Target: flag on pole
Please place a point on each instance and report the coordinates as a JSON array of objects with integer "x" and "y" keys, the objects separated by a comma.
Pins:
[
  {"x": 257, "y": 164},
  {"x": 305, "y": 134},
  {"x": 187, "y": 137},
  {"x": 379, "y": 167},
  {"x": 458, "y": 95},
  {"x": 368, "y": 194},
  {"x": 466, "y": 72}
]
━━━━━━━━
• _PROMPT_:
Reproduce the records above word for word, keeping every line and character unchanged.

• _RESULT_:
Target: flag on pole
Please place a point on each instance and report the coordinates as a JSON array of objects with integer "x" and "y" keys, the objects separated by a comma.
Pins:
[
  {"x": 257, "y": 164},
  {"x": 305, "y": 134},
  {"x": 187, "y": 137},
  {"x": 379, "y": 167},
  {"x": 458, "y": 95},
  {"x": 368, "y": 194},
  {"x": 466, "y": 72}
]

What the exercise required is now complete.